### WHAT YOU SHOULD DO
Return the data word for word. Pictures are to be omitted.
(SUPPLIED MATERIAL)
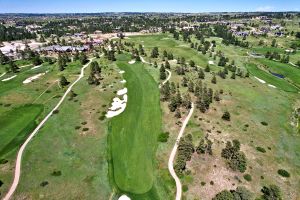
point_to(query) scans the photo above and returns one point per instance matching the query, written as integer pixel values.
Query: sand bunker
(122, 92)
(7, 79)
(260, 80)
(124, 197)
(131, 62)
(31, 79)
(117, 107)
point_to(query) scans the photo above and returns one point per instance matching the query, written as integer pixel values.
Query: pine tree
(214, 79)
(201, 74)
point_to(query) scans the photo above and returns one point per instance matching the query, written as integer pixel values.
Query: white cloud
(End SUPPLIED MATERIAL)
### SOLUTION FOR THIS TASK
point_to(query) scans the photo above and returns one point per instance matching the query, written as integer pixel values.
Query: sand bunker
(122, 92)
(7, 79)
(260, 80)
(124, 197)
(131, 62)
(31, 79)
(117, 107)
point_to(query) scans the photo above and returns one point per instance matching the query, written as integer pixel values.
Query: pine tree
(214, 79)
(201, 74)
point_to(query) scans the photo above and returns one point per instance matching the query, written as integer pixel values.
Query: white cloud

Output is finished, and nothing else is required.